Location labeling records

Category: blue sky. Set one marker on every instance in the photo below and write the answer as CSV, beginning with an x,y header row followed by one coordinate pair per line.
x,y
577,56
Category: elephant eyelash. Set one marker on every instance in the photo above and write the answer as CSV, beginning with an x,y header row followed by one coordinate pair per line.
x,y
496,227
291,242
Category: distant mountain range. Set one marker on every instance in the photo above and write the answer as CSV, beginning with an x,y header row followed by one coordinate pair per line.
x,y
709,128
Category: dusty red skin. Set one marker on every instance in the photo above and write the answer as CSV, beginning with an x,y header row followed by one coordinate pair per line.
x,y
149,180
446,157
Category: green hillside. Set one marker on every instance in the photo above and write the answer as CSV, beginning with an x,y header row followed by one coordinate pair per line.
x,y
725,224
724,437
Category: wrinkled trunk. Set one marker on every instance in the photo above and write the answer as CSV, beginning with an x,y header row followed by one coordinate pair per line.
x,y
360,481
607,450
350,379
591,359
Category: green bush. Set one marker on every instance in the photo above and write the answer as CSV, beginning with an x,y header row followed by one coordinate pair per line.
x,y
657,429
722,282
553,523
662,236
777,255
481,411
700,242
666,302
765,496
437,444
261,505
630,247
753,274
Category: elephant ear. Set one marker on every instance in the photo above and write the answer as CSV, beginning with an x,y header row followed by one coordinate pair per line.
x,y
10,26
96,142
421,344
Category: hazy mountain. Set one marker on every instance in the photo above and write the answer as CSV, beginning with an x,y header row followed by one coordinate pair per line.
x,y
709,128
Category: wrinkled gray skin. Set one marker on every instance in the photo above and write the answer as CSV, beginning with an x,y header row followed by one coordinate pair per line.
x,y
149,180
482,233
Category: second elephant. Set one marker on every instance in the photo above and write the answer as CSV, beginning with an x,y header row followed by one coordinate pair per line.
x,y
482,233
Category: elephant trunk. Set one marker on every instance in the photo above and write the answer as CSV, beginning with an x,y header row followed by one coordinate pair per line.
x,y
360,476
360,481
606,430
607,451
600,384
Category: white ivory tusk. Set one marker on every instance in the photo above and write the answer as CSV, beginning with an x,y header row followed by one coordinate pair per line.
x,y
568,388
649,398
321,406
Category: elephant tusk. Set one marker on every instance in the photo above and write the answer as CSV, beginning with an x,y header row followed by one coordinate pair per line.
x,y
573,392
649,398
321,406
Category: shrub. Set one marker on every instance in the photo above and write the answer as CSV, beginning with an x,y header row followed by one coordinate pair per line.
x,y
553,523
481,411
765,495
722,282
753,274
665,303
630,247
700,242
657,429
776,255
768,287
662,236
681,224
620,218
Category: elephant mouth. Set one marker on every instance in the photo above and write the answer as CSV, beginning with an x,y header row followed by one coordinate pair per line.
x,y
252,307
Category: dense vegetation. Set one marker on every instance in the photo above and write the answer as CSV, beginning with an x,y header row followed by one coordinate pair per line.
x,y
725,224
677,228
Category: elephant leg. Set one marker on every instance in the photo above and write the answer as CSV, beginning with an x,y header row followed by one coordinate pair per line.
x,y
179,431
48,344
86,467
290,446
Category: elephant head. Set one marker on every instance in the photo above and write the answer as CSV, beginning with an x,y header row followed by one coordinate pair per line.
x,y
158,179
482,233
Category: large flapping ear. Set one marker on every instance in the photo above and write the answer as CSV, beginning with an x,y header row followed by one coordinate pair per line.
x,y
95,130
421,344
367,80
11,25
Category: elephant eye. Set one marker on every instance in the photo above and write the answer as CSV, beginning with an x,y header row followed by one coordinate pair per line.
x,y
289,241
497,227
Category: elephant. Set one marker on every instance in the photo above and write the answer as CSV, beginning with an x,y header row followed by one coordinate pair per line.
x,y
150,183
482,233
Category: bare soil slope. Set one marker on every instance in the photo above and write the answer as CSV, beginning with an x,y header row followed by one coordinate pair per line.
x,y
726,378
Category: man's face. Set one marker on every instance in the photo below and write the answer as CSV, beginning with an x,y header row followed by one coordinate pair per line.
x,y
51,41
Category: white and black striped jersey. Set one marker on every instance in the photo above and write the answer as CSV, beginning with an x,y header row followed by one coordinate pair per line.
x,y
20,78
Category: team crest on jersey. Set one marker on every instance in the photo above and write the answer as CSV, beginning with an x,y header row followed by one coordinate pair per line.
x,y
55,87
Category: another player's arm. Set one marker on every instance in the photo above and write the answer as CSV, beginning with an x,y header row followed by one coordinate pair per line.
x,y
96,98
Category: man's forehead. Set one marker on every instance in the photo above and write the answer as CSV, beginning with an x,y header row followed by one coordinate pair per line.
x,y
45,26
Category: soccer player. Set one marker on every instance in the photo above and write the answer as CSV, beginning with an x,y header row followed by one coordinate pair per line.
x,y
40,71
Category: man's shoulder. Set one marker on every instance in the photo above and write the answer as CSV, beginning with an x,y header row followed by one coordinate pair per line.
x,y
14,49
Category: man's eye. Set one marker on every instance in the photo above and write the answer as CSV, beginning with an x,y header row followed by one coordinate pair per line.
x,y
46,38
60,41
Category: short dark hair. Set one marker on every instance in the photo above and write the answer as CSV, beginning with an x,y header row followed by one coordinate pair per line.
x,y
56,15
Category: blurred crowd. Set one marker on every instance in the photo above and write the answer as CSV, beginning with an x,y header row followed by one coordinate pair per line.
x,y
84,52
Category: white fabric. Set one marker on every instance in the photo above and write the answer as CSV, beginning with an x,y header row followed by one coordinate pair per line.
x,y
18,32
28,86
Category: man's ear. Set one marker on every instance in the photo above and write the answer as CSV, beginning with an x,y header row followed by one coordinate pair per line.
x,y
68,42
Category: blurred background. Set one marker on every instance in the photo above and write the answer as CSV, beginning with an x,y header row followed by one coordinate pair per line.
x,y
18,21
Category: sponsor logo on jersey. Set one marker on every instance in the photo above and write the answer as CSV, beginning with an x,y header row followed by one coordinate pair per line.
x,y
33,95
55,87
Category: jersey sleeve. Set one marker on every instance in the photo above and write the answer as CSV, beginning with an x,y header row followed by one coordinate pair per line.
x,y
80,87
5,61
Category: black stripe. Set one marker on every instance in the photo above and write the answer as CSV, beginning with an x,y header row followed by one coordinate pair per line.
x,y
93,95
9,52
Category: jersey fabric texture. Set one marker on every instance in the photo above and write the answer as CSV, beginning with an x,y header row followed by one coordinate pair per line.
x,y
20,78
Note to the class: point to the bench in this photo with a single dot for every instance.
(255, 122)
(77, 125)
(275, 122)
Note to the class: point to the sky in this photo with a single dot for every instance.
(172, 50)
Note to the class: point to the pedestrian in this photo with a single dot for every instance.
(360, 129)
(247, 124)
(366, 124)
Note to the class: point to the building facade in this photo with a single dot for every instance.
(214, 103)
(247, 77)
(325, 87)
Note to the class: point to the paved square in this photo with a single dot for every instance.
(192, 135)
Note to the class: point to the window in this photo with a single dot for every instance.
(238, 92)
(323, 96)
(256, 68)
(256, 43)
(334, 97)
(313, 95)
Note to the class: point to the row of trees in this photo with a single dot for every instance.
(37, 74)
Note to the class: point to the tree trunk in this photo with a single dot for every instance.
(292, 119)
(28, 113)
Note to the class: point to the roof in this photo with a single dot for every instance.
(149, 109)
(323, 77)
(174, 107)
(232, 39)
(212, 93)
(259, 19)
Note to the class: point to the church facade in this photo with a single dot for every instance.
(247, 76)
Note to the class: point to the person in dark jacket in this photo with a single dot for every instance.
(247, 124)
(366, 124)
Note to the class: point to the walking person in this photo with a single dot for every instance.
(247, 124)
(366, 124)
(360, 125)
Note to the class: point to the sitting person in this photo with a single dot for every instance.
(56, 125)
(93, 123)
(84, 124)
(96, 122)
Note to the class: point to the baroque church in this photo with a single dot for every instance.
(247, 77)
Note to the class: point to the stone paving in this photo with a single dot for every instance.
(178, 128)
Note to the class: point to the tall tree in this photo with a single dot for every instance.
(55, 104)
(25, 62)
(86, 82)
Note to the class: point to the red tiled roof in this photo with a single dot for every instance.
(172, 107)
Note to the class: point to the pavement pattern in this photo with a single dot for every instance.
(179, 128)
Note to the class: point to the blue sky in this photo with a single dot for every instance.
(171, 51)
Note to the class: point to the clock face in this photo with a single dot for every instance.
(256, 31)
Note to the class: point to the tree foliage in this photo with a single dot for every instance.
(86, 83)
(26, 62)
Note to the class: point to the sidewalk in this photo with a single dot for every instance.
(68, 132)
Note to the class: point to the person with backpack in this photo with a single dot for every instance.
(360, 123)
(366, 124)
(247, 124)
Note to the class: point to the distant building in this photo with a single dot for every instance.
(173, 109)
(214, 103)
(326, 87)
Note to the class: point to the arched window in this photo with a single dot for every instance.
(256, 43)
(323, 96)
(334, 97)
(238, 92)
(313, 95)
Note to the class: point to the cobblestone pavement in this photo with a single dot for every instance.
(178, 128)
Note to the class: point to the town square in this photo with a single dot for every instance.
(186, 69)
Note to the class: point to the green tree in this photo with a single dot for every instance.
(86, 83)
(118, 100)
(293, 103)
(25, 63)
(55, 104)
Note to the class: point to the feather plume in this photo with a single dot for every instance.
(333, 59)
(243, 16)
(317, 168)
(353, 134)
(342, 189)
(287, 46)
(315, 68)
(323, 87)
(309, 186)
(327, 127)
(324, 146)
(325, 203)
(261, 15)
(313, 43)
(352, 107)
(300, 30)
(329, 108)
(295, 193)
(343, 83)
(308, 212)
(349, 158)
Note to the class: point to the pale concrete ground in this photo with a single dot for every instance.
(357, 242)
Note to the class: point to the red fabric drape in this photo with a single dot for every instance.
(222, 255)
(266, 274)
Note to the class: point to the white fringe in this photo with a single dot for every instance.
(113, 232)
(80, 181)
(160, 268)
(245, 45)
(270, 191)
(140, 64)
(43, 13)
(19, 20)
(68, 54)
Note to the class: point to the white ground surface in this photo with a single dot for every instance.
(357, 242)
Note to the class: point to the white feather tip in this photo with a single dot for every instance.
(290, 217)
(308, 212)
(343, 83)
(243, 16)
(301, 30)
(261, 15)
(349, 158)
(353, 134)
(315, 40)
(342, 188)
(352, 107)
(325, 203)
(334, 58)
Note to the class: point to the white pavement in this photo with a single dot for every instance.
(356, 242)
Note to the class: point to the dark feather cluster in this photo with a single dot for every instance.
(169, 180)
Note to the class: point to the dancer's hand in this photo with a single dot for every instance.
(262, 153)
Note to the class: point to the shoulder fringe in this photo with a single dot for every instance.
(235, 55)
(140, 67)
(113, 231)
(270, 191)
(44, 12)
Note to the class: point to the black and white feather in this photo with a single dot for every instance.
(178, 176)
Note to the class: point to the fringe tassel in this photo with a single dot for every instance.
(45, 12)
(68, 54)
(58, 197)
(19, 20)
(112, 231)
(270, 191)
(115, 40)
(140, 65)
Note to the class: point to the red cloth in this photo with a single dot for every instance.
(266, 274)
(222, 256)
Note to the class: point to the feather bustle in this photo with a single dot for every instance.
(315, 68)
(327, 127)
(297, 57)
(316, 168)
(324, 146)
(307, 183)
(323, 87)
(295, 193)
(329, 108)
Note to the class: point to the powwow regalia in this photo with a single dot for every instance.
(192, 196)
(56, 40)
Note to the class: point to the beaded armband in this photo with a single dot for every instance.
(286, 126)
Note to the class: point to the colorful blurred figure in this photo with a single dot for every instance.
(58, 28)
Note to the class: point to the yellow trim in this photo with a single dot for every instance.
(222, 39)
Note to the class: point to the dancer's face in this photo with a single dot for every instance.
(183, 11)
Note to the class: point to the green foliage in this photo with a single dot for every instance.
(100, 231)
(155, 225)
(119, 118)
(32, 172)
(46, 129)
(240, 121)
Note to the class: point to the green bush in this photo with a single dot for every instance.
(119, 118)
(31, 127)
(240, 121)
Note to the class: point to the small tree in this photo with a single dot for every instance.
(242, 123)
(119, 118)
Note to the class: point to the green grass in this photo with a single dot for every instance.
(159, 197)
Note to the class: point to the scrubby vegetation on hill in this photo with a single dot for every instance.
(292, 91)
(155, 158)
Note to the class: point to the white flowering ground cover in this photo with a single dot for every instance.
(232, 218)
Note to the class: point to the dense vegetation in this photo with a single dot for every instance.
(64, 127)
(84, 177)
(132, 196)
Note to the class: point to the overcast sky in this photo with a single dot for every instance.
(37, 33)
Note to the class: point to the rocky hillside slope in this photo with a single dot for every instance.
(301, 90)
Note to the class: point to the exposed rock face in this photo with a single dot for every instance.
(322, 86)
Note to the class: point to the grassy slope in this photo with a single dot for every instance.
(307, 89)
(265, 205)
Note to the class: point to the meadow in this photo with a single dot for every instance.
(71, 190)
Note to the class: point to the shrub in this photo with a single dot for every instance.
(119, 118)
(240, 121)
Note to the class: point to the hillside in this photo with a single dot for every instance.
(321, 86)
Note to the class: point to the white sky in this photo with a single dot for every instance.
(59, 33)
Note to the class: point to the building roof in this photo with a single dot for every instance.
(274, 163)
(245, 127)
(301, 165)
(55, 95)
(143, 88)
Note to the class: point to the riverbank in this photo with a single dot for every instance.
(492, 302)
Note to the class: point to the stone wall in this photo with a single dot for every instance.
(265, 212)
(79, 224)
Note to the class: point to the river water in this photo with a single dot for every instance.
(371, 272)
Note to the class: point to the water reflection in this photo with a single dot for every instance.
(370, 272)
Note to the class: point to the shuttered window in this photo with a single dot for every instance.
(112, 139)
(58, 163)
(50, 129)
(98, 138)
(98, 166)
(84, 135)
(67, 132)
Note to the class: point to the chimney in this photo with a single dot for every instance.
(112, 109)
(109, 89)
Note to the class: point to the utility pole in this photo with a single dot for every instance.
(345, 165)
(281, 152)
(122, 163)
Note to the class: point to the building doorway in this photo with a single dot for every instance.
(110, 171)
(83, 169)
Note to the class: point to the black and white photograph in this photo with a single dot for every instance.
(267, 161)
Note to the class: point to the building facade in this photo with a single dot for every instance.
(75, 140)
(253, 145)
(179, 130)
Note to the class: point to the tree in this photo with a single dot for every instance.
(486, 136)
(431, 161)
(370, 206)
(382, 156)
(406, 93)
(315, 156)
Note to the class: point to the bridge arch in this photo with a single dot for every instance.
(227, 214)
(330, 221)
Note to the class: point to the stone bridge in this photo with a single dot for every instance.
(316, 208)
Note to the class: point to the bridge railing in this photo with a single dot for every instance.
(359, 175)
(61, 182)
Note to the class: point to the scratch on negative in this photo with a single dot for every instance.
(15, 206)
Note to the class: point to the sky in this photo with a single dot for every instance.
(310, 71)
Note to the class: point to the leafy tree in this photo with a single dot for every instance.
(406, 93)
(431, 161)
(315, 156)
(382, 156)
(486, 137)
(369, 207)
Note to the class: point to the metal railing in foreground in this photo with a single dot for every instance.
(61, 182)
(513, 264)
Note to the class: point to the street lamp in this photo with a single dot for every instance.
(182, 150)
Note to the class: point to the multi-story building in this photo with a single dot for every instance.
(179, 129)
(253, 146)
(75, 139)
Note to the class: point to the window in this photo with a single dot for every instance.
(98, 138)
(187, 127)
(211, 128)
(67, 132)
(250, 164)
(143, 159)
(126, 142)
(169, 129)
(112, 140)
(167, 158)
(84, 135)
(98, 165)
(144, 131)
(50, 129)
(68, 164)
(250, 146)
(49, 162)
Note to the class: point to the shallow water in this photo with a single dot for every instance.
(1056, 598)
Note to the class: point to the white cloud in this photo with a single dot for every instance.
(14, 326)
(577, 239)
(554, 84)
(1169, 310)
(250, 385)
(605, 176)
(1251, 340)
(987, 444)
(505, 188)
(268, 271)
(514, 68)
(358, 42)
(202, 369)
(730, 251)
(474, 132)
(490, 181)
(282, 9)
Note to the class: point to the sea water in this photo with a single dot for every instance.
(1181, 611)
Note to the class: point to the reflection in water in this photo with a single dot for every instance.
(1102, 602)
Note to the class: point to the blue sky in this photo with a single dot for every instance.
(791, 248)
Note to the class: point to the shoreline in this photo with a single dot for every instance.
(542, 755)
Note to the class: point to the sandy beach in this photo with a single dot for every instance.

◆ Task instructions: Return precisely the lines of the records, starting with the line that holds "Note to the class: point to the sea" and ending with the last one.

◆ Written reply:
Note to the class: point to the sea water in this photo with a single dot for every instance.
(1181, 611)
Note to the class: point to the reflection in water in this photo with a single dot for every instance.
(1102, 602)
Note to the class: point to the blue sky in this photo with a single dot for every instance.
(791, 248)
Note to the class: point to the shoreline in this photo with a single dot for every instance.
(542, 755)
Note to the class: point to the sandy beach in this photo with a single dot for every instance.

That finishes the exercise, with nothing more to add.